:: Sayfa Alıntısı ::
##########

Aslolan, malın ihtiyaçtan artanın tamamını dağıtmaktır;
Sana ne dağıtacaklarını soracaklar, Deki; kazancın ihtiyaçtan artanının tamamını (Bakara 219. Ayet)


Duha suresini iyi okumalı;
Sure bir kasem ile başlar, kuşluk vaktine ve geceye kasem/yemin eder…
Ardından, Rabbin sana darılmayacak şeklinde devam eder. Birçok ayette bu bölüm, geçmiş zaman olarak çevrilir. Ancak Kuran’da geçmiş zaman ile ifade edilen ‘’belirsiz hadiseler’’ geleceğe yöneliktir.
Bir koşul gerekir, yani bu belirsizlik; sure içinde bir koşula bağlanır…
Yani, ne yaparsan Rabbin sana darılmayacak ?
6. Seni yetim bulup barındırmadı mı ?
7. Seni yol bilmez bulup bir yola iletmedi mi ?
8. Seni yoksul bulup zenginleştirmedi mi ?
9. Öyleyse sende yetimi ‘’horlama’’
10. İsteyeni de tersleme
11. Rabbinin nimetini anlat da anlat!
İşte yapılması gereken budur.
Kuran’ın genel söylemi itibari ile, tüm insanlık ‘’yetimdir.’’
Çünkü, insanlık; kemalat yolculuğunda ‘’mutlak anlamda yalnızdır.’’
Ve Allah şunu söyler; Allah nasıl sana yardım etti ise, sen de muhakkak senin gibilere aynı şekilde yardım ederek bu işi sürdüreceksin!
Bu bir emir sigasıdır. Farziyet taşır.
Yani sokakta yanan ateşin ışığı ile okuduğunuzda şu manaya gelir;
Yeryüzündeki bütün bu nimetleri size kim verdi ?
-Allah.
Bunun için bir karşılık, para, mal istedi mi ?
-Hayır.

##########

:: İstenen Çalışmalar ::
(a) Aşağıdaki kayıtlarda "white" sözcüğünü içeren bütün satırları listeleyin.
(b) Yukarıdaki Duha suresi yazısını son cümlesinin ardından sürdürün.

##########

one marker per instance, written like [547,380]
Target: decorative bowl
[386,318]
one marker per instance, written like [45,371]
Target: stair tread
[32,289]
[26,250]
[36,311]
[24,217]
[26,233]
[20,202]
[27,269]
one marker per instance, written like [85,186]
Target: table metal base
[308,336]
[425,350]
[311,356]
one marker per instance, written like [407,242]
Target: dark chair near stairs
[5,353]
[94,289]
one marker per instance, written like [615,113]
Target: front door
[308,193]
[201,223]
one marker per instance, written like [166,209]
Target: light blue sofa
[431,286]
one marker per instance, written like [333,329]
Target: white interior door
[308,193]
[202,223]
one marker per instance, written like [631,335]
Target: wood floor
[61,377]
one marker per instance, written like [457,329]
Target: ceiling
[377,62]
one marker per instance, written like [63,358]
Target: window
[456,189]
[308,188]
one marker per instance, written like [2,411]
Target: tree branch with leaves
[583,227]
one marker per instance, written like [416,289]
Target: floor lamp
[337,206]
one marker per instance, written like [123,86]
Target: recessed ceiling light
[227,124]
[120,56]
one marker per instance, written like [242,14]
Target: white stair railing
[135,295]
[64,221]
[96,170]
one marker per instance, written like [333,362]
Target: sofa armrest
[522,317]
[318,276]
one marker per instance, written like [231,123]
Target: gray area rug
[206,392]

##########

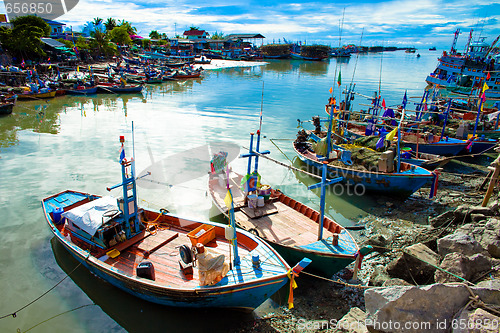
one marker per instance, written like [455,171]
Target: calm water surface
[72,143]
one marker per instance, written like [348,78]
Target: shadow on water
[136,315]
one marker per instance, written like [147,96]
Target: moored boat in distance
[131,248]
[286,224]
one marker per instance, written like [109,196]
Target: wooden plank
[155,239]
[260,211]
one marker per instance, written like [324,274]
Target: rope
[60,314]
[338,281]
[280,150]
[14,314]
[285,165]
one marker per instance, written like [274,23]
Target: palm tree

##########

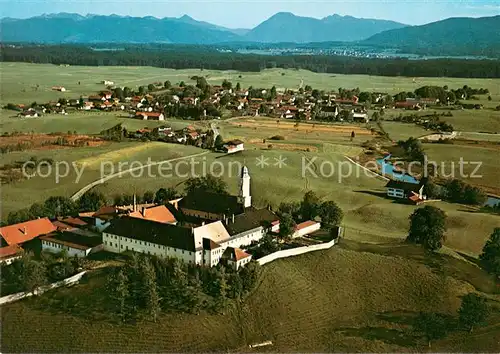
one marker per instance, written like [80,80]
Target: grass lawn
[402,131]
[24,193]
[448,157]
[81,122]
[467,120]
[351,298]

##########

:: Alıştırma Cevapları ::
(a)
Target: white interior door
Target: white stair railing

(b)
O halde, siz de karşılıksız olarak; size verilenlerin ‘’ihtiyaçtan artanını verin.’’
Bu yolla, Allah’ın kullarından olun…
Yani ‘’salat edin.’’


Salat’ın uygulandığı yer mesciddir. Mescid, secde edilen yer manasına gelir;
Bir de şunlar var: Tutup bir mescit yapmışlardır: Zarar vermek için, nankörlük için, inananları fırkalara bölmek için, daha önceden Allah ve resulüyle savaşmış kişiye gözetleme yeri kurmak için. "İyilik ve güzellikten başka bir şey istemiş değiliz!" diye gerile gerile yemin de edecekler. Allah şahittir ki, onlar kesinlikle yalancıdırlar. (TEVBE suresi 107. ayet)
Şunu da söyle: "Rabbim bana adaleti emretti. Her mescitte yüzlerinizi O'na doğrultun. Dini yalnız O'na özgüleyerek O'na yakarın. Tıpkı sizi ilk yarattığı gibi O'na döneceksiniz." (A'RAF suresi 29. ayet)
Peki secde nedir ?
"Onu kıvama erdirip içine ruhumdan üflediğimde, önünde sacid/secde edin/ olun" (SÂD suresi 72. ayet)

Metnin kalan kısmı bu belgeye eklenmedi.